▸ **EXERCISE AIM**:
In the text on e-prescribing and prescription errors, reproduce the portion from "To evaluate the" up to and including "to write prescriptions by hand.", replacing "e-prescribing" with "electronic prescribing" each time it occurs.

▸ **SUPPLIED TEXT**:
--------

Newswise — Should doctors around the country use e-prescribing to decrease prescription errors? A study led by physician-scientists from Weill Cornell Medical College found that health care providers using an electronic system to write prescriptions were seven times less likely to make errors than those writing their prescriptions by hand. The study appears today in the online edition of the Journal of General Internal Medicine.

There is currently a strong push in the United States to encourage doctors to write electronic prescriptions in the ambulatory setting, where an estimated 2.6 billion drugs are provided, prescribed or continued. According to the study's authors, demonstrating improvements in safety with electronic prescribing is important to encourage its use, especially among community providers in solo and small group practices who mostly write prescriptions by hand.

"We found nearly two in five handwritten prescriptions in these community practices had errors," says Dr. Rainu Kaushal, the study's lead author and associate professor of pediatrics, medicine and public health, and chief of the Division of Quality and Medical Informatics at Weill Cornell Medical College. "Examples of the types of errors we found included incomplete directions and prescribing a medication but omitting the quantity. A small number of errors were more serious, such as prescribing incorrect dosages."

"Although most of the errors we found would not cause serious harm to patients, they could result in callbacks from pharmacies and loss of time for doctors, patients and pharmacists," says senior author Dr. Erika Abramson, assistant professor of pediatrics at Weill Cornell Medical College and a pediatrician at the Komansky Center for Children's Health at NewYork-Presbyterian Hospital/Weill Cornell Medical Center. "On the plus side, we found that by writing prescriptions electronically, doctors can dramatically reduce these errors and therefore these inefficiencies."

"At a time when the federal government and many state governments, led by New York state, are pushing for increased use of information technology to improve the delivery of health care, it is important that physicians are aware of how technology like electronic prescribing systems can improve the safety and value of care they give patients," says Dr. Kaushal, who is also director of pediatric quality and safety for the Komansky Center for Children's Health at NewYork-Presbyterian Hospital/Weill Cornell Medical Center. "It is also important that electronic prescribing systems are easy for health care providers to use, fit well into their workflow, and that providers have technical assistance to help them install and maintain these systems."

To evaluate the effects of e-prescribing on medication safety, researchers looked at prescriptions written by health care providers at 12 community practices in the Hudson Valley region of New York. The authors compared the number and severity of prescription errors between 15 health care providers who adopted e-prescribing and 15 who continued to write prescriptions by hand.

--------

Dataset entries
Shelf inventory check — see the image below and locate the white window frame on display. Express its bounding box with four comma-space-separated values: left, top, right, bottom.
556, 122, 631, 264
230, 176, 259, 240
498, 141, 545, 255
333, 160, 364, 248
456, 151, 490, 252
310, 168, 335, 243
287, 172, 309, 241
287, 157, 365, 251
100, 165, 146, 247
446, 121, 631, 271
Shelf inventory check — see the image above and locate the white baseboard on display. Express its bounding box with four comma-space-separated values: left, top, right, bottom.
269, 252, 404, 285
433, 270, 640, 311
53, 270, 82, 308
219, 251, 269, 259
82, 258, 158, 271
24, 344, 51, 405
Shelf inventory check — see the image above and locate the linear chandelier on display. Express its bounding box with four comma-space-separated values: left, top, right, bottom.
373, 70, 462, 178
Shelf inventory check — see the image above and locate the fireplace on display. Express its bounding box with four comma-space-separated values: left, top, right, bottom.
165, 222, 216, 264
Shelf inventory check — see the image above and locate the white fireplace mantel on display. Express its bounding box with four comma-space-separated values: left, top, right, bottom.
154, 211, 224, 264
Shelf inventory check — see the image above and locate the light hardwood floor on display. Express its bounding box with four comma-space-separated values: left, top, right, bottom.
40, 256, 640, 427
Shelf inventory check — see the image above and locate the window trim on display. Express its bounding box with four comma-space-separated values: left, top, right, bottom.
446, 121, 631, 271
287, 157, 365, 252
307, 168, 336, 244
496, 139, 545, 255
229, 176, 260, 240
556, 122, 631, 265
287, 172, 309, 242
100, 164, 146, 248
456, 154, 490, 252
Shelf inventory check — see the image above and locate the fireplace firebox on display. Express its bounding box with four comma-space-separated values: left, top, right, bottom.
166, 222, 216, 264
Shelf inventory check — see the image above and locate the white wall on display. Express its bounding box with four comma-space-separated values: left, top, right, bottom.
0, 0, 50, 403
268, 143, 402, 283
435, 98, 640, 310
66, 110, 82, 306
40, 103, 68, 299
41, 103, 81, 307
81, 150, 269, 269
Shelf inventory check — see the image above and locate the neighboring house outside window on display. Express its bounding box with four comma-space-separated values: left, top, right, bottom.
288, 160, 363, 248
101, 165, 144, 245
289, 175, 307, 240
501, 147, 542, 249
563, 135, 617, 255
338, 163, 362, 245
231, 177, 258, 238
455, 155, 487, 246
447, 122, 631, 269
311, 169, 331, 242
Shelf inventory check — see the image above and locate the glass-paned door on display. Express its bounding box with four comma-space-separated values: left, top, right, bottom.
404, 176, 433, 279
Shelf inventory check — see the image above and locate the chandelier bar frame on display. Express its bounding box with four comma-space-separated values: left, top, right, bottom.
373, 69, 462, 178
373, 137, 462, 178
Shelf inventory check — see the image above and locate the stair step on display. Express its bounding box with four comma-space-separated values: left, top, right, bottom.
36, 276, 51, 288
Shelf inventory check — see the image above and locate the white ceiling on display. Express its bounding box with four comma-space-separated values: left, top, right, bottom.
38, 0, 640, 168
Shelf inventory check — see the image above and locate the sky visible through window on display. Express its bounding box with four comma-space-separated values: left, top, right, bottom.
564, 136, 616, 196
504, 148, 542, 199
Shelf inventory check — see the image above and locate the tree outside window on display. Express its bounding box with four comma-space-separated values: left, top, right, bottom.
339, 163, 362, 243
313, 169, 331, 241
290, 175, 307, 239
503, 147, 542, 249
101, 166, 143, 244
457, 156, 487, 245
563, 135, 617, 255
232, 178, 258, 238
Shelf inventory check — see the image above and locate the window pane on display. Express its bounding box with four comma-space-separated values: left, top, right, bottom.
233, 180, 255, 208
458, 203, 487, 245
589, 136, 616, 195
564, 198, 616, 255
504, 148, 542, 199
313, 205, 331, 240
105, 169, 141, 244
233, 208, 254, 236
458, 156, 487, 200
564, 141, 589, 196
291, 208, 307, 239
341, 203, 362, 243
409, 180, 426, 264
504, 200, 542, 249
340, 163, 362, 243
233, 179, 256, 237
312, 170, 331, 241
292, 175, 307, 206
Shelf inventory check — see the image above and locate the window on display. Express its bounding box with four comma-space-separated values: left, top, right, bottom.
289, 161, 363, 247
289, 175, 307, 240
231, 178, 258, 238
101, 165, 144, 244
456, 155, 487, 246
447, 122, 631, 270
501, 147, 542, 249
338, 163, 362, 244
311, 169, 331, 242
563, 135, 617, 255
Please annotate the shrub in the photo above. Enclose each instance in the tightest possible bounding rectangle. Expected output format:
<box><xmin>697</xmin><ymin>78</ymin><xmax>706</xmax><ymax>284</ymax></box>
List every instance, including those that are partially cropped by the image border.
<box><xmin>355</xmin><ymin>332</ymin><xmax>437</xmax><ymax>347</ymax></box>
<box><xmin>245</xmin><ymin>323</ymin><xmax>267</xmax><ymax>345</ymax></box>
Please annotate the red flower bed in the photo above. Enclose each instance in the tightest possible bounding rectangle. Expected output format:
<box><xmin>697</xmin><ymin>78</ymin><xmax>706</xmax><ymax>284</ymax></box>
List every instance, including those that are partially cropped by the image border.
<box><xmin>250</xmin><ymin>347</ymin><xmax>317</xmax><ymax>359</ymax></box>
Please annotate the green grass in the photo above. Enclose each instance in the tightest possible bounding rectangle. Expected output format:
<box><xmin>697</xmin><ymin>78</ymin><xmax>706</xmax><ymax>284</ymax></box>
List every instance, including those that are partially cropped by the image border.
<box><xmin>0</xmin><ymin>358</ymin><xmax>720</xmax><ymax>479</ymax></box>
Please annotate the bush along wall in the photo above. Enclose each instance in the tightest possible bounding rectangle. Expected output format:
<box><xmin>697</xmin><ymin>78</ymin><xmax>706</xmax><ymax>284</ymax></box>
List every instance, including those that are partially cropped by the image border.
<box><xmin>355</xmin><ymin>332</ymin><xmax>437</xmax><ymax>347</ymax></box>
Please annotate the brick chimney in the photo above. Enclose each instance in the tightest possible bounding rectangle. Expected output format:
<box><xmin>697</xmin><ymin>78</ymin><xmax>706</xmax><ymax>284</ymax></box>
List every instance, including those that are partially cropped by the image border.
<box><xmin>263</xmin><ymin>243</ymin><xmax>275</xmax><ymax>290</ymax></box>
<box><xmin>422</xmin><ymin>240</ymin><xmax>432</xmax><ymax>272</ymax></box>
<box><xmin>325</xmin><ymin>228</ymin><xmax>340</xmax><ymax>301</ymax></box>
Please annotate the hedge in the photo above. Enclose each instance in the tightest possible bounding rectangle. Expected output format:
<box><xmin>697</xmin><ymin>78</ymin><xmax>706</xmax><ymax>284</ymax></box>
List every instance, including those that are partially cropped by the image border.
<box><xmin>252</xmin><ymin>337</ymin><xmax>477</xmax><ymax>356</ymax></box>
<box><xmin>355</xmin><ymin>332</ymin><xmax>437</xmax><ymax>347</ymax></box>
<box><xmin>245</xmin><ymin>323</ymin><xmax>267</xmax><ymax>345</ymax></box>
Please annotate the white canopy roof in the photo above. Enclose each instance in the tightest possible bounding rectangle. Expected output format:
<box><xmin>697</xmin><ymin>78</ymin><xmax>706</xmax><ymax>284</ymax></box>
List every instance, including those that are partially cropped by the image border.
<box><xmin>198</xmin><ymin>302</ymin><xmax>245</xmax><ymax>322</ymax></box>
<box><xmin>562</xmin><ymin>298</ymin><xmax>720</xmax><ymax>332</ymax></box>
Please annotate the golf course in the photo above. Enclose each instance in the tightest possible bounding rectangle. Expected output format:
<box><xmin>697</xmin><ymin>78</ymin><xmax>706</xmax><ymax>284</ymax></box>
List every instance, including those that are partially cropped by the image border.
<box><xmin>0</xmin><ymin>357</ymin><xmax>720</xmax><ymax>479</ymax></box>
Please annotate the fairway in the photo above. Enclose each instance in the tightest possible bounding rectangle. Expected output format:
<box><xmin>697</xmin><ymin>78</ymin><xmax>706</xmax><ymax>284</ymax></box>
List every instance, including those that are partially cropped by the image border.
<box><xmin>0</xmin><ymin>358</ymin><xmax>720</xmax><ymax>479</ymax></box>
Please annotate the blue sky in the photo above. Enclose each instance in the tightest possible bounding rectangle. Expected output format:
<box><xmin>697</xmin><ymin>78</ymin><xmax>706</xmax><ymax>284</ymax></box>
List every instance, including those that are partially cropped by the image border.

--------

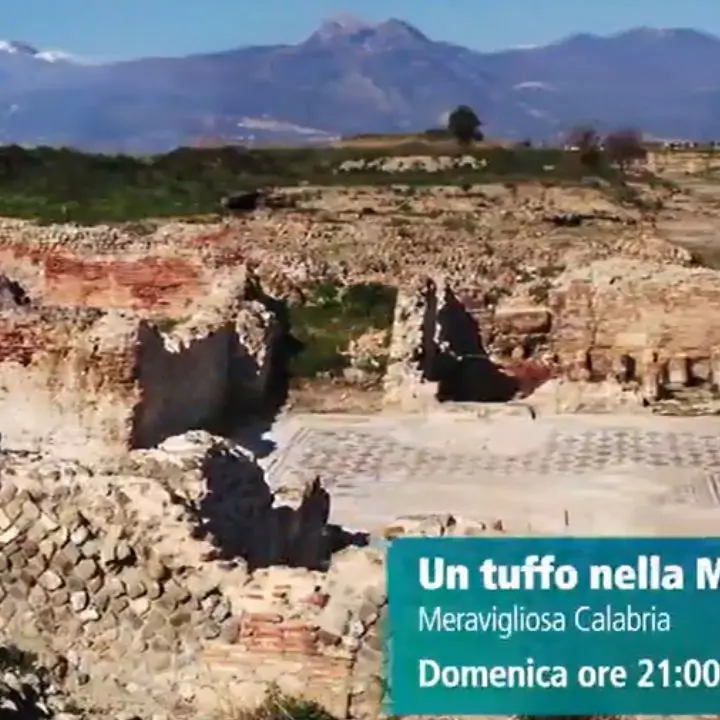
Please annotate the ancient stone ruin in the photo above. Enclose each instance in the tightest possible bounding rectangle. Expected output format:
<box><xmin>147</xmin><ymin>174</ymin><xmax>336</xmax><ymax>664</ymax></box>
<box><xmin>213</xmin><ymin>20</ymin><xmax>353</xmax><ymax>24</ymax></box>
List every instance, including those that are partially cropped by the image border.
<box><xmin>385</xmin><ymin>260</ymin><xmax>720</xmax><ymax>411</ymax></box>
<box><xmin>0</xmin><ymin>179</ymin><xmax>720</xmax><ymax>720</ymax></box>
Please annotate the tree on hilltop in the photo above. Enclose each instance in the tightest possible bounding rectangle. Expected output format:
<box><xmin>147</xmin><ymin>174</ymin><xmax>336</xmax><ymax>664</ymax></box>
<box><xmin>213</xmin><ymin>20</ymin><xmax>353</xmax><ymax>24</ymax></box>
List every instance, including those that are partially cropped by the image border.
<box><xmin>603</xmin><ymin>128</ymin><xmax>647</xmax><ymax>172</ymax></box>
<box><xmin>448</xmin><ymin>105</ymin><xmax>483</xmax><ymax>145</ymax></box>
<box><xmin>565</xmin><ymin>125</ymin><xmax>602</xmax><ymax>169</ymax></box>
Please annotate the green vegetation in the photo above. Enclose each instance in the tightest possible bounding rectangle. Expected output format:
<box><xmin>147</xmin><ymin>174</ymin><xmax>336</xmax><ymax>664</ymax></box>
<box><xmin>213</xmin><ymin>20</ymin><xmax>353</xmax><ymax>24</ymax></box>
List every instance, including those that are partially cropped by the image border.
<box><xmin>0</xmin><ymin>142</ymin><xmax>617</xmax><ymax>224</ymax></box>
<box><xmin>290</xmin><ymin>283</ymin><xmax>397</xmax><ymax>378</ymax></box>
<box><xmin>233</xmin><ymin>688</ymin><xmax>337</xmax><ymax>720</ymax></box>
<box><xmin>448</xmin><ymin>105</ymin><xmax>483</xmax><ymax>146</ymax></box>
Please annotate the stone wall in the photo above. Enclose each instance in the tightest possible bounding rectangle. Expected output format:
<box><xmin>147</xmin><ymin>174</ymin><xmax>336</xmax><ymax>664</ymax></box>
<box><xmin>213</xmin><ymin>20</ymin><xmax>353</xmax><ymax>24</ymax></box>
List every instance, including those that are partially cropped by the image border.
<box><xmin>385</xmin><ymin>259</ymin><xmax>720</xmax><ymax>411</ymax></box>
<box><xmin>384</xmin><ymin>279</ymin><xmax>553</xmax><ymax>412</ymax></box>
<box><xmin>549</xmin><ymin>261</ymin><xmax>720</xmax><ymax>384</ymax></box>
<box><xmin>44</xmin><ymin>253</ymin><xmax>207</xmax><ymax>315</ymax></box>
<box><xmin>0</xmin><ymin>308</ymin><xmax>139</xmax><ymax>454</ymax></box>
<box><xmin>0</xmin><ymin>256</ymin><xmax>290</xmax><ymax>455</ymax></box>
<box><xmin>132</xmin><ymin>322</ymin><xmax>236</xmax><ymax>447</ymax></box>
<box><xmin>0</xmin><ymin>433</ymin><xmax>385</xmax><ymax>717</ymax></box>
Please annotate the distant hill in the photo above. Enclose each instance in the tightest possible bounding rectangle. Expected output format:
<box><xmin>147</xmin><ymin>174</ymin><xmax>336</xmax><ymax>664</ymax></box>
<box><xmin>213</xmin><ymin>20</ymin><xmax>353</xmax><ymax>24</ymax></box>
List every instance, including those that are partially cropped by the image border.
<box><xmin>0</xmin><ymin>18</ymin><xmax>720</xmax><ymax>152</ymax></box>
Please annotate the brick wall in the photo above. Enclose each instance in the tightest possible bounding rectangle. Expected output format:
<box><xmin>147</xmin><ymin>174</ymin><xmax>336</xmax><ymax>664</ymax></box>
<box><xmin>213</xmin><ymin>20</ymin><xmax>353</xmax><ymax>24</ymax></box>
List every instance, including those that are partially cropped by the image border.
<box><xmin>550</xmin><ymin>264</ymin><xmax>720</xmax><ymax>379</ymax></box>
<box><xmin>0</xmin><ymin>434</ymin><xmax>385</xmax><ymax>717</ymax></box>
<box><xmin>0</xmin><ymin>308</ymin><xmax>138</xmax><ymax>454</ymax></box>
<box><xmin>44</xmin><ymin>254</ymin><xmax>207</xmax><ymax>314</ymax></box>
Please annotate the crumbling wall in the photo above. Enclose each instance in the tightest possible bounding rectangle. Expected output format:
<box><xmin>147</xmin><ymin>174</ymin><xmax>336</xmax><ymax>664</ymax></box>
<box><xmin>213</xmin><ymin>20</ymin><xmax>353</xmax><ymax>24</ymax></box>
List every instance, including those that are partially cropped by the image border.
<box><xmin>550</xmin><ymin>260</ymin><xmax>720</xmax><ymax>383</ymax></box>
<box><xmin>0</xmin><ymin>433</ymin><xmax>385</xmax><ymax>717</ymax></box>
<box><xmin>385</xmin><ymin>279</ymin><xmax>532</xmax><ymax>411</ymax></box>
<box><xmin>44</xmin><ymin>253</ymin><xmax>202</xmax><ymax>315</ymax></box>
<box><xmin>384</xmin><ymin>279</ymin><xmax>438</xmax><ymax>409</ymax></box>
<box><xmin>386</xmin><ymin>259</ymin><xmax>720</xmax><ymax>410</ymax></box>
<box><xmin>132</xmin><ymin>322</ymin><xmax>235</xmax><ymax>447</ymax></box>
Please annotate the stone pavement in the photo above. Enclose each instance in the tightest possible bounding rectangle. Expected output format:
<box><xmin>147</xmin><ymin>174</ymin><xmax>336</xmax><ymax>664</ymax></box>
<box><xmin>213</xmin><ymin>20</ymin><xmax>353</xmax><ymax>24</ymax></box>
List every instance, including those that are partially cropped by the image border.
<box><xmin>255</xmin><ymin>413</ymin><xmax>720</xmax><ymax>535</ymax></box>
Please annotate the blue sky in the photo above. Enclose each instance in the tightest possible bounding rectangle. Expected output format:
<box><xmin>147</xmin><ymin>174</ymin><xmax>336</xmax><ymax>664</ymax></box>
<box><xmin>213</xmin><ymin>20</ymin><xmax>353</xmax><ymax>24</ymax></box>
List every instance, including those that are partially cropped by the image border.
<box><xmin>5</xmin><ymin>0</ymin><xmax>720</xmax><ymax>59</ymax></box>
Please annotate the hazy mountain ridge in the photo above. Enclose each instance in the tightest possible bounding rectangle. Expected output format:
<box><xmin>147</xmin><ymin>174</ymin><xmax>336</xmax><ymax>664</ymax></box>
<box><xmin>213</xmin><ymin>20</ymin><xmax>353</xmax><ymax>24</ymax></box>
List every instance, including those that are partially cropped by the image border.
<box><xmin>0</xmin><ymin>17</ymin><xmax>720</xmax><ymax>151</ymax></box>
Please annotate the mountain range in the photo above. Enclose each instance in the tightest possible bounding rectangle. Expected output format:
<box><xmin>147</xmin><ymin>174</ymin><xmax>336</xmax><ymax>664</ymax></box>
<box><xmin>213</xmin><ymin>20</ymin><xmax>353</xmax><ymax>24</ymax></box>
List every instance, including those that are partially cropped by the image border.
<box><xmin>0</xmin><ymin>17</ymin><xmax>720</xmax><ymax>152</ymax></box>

--------

▸ **EXPECTED ANSWER**:
To evaluate the effects of electronic prescribing on medication safety, researchers looked at prescriptions written by health care providers at 12 community practices in the Hudson Valley region of New York. The authors compared the number and severity of prescription errors between 15 health care providers who adopted electronic prescribing and 15 who continued to write prescriptions by hand.